> [HOW TO COMPLETE THIS TASK]:
Here are some records; quote them exactly, leaving out the pictures.

> [MATERIAL TO PROCESS]:
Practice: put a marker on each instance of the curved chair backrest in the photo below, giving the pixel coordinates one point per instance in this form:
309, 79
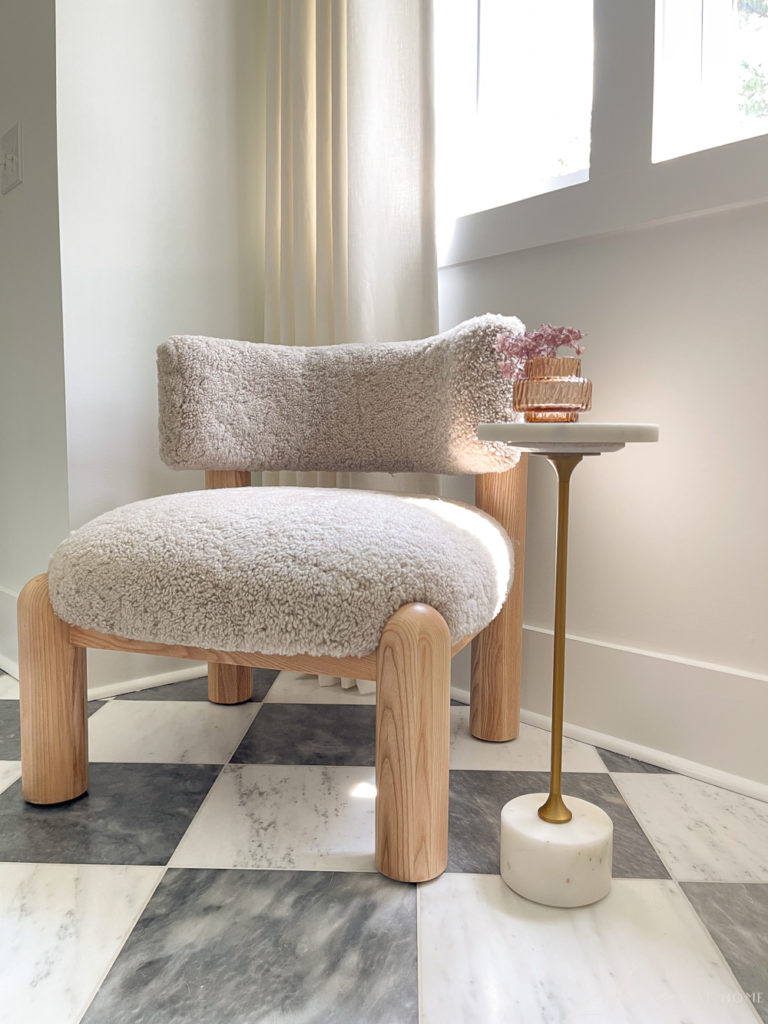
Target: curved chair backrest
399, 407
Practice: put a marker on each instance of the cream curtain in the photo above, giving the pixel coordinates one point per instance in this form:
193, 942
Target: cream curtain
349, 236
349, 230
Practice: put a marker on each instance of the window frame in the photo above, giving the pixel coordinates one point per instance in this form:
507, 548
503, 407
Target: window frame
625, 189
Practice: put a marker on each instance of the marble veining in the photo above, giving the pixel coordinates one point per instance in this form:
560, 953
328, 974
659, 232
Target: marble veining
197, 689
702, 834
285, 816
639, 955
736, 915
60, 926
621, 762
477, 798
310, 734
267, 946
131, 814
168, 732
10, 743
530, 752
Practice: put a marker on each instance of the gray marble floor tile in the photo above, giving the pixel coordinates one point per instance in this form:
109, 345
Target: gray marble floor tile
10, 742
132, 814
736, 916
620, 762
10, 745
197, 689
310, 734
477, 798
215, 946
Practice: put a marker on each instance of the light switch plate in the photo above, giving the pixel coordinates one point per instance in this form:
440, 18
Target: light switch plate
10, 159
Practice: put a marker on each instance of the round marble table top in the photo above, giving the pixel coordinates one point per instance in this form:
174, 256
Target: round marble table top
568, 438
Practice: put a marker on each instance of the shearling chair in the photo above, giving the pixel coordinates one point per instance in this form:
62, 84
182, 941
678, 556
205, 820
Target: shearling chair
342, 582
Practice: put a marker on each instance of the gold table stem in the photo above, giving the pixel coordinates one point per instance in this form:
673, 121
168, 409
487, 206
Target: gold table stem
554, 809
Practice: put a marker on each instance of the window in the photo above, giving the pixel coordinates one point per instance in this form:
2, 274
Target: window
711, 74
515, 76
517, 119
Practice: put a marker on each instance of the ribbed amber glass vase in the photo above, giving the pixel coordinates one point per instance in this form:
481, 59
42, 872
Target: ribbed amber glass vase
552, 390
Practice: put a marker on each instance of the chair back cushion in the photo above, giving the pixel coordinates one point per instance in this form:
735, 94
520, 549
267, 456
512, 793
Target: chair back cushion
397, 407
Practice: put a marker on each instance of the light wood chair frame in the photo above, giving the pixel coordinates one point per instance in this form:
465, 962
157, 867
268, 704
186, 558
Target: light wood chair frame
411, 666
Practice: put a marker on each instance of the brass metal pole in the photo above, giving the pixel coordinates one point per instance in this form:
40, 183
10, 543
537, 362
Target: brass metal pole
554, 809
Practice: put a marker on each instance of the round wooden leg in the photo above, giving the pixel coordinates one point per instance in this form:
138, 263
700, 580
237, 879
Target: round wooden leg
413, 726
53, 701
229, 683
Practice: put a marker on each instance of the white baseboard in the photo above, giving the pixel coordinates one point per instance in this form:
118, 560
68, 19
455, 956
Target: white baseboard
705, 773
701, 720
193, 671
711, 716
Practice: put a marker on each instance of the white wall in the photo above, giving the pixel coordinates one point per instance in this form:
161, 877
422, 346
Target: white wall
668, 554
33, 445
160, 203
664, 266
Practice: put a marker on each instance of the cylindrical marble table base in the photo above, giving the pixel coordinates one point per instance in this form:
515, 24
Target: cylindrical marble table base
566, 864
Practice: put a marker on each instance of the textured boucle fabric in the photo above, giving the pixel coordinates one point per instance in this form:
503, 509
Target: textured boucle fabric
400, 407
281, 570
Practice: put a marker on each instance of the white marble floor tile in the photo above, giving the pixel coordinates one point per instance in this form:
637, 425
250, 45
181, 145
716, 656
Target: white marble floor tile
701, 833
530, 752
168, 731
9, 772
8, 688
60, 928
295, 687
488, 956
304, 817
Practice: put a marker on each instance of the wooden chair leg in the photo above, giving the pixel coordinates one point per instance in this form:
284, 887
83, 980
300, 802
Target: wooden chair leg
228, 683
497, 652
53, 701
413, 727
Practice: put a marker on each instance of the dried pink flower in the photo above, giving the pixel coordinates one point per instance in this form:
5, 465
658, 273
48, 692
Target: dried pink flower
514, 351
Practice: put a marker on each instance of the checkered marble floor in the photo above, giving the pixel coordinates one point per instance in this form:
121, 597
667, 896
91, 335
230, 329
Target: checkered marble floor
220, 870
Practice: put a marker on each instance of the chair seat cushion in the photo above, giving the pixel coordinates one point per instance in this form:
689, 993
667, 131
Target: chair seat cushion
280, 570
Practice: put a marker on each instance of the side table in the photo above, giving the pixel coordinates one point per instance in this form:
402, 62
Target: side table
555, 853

> [ANSWER TO THIS PROBLEM]:
Practice: put a marker on each instance of the curved chair backrest in the photo below, giving the pixel coordinates one point per instance in this form:
309, 79
Target: curved chair backrest
399, 407
Practice: put a marker on each instance of the cream curtain in the photo above, giving the pixel coordinates one point per instance in this form:
193, 942
Target: cream curtain
349, 236
349, 230
Practice: put a marker on each instance of the window frame in the photo above, giving the pixel coordinates one point per instance in this form:
507, 548
503, 407
Target: window frame
625, 189
Practice: put a marker on each instance of the marble veining in the photo above, giving the pixel coordinates one point per instance in this form:
560, 953
328, 974
659, 232
Target: marble veining
197, 689
702, 834
285, 816
639, 955
736, 915
60, 926
621, 762
477, 798
310, 734
267, 946
131, 814
168, 732
10, 743
530, 752
Practice: put a marker on each instance of the gray marble floor tile in the photo above, giving the pixel coordinates one point per instance in this form:
109, 345
Target: gray marble floor tile
10, 742
132, 814
736, 916
620, 762
10, 745
197, 689
310, 734
477, 798
215, 946
Practice: put a marker on each instance of the light switch plate in the photo above, giving the pixel coordinates one point per instance in this form:
440, 18
Target: light switch plate
10, 159
Practice: put a marker on each instance of the round marble table top in the photo above, giving the pixel coordinates one point per instance in this form:
174, 256
Target: round marble table top
568, 438
Practice: put a marker on each instance of the shearling chair in the photo above, giving the pixel coordinates one point per instance in this form:
62, 84
182, 941
678, 556
205, 820
Target: shearling chair
342, 582
Practice: put a marker on each instance of the gold table stem in the photo above, giving the pixel coordinates one point per instance in this form:
673, 121
168, 409
487, 206
Target: gold table stem
554, 809
Practice: put a marker on each instance of the window in the photo above, giving the pixel coordinates one point per instance in this form:
2, 274
Target: window
711, 74
515, 76
517, 119
Practice: put a marker on each instance of the ribbed amber glass vase in the photo above, giving the pixel coordinates one point per instance in this form:
481, 59
42, 872
Target: ribbed amber glass vase
552, 390
Practice: put a marker on each instance of the chair back cushion in the photo above, giving the pixel coordinates one point per instance in this form:
735, 94
520, 549
267, 456
512, 793
Target: chair back cushion
397, 407
Practice: put a marker on each instance of the light wood chair frame in the photo above, giving the pixel coordinates one point per instance in this form:
465, 962
157, 867
268, 704
186, 558
Target: light wood chair frame
411, 666
Practice: put a marker on each instance of the brass metal pole in the photo above, giving the pixel coordinates one point per instance in this form:
40, 183
10, 543
537, 362
Target: brass metal pole
554, 809
Practice: put a marker on each instance of the round wooden leg in the photo above, giving the pixel coordinates one point per instance in this form:
138, 263
700, 580
237, 879
Target: round wooden leg
413, 726
53, 701
229, 683
Practice: put a marker on each instance of the white baseboard in the photo above, giving the pixel coordinates one point per instance in this form:
118, 560
68, 19
455, 956
Target: white baseboard
705, 773
701, 720
193, 671
711, 716
Practice: put a marker on each instance of the white wall in the photo above, giving the pixel coordinates one point per instance in this form:
161, 877
422, 346
Target: white wall
668, 554
33, 445
160, 203
664, 266
Practice: put a marker on each instance of the cylindrical marble table base in the photo above, giving the pixel coordinates one point per instance in this form:
515, 24
Target: cylindrical marble table base
566, 864
Practice: put a marker on each instance of the textured boucle fabric in the photo above, giving the pixel coordinates one point per instance in this form:
503, 509
Target: textured boucle fabric
400, 407
281, 570
Practice: put a marker on each instance of the white marble floor tile in the photo above, giving the pixel coordinates one point per instance in this form:
637, 425
250, 45
181, 145
716, 656
Target: white marble floor tile
701, 833
530, 752
168, 731
9, 772
8, 688
60, 928
295, 687
488, 956
304, 817
Practice: put a marker on each instance of the wooden chair leg in the photo above, giving the pixel coordinates one point per instance in this form:
284, 887
83, 980
300, 802
Target: wooden chair leg
228, 683
497, 652
53, 701
413, 727
Practice: put a marker on each instance of the dried pink flower in the photo above, giving the pixel coordinates one point per instance in this form:
5, 465
658, 273
48, 692
Target: dried pink flower
514, 351
Practice: put a marker on each instance of the checkered marble floor in the photo above, giving the pixel coordinates one point per instance in this form:
121, 597
667, 896
91, 335
230, 329
Target: checkered marble floor
220, 870
Practice: put a marker on each instance of the chair seat cushion in the photo above, giving the pixel coordinates one point per instance in this form:
689, 993
667, 131
Target: chair seat cushion
280, 570
Practice: put a marker on each instance of the side table in the photo above, giving the pixel coordinates one point per instance in this form:
402, 62
Target: side table
555, 853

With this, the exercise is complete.